- _DO THIS_
Which lines in the records below contain the word "margin", with case counting? Select each of those lines and copy it.

(Dataset records)
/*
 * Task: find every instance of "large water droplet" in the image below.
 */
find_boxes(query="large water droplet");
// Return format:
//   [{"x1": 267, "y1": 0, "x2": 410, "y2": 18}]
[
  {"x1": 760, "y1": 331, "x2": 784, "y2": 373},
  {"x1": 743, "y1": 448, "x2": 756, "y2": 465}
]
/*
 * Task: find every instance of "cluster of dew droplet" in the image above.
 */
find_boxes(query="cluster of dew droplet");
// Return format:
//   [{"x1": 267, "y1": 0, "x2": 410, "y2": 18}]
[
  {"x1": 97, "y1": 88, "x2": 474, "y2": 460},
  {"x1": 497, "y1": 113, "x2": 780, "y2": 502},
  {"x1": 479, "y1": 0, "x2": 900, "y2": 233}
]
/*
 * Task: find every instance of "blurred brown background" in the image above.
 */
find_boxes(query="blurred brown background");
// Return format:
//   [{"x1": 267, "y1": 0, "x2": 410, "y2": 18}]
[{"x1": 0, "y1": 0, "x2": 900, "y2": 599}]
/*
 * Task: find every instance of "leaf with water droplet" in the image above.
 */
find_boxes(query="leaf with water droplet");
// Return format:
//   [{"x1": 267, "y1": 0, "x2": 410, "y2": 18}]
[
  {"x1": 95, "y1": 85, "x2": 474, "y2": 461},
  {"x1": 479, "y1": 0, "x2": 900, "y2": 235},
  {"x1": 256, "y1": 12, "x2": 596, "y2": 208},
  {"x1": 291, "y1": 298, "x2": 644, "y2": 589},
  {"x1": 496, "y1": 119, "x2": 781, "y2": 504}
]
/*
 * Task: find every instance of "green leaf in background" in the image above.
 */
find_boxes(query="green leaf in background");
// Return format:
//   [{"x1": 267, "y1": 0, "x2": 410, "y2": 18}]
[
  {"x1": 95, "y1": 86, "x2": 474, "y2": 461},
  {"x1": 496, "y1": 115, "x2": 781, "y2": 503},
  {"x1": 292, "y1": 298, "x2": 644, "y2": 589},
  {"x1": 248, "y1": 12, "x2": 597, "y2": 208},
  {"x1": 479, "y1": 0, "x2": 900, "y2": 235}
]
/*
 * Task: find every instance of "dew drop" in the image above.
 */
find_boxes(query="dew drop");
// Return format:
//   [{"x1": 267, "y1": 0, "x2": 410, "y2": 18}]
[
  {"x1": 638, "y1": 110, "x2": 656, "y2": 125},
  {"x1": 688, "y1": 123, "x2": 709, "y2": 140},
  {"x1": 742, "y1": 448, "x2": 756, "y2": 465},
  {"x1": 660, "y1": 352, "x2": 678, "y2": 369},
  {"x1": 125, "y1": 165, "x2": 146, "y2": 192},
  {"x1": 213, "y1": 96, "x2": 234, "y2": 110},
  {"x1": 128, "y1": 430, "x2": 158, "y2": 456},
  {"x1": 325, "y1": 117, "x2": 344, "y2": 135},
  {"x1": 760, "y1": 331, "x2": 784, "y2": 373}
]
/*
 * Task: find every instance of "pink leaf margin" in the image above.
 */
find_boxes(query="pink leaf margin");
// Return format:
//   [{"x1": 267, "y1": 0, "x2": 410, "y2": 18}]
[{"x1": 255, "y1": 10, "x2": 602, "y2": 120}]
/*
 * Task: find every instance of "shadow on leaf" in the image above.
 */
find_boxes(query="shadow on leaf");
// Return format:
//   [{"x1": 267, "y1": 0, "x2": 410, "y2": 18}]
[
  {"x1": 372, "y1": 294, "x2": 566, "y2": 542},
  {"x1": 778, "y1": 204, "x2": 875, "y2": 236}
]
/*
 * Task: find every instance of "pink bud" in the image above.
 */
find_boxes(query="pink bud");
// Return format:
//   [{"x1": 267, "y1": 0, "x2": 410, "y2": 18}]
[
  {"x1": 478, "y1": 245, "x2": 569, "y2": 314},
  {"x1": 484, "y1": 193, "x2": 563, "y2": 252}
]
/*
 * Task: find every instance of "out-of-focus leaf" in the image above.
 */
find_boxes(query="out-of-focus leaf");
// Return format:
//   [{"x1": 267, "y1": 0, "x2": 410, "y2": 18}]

- _WRITTEN ANSWER_
 * Task: find every instance of "pink leaf margin" in the image above.
find_boxes(query="pink leaf margin");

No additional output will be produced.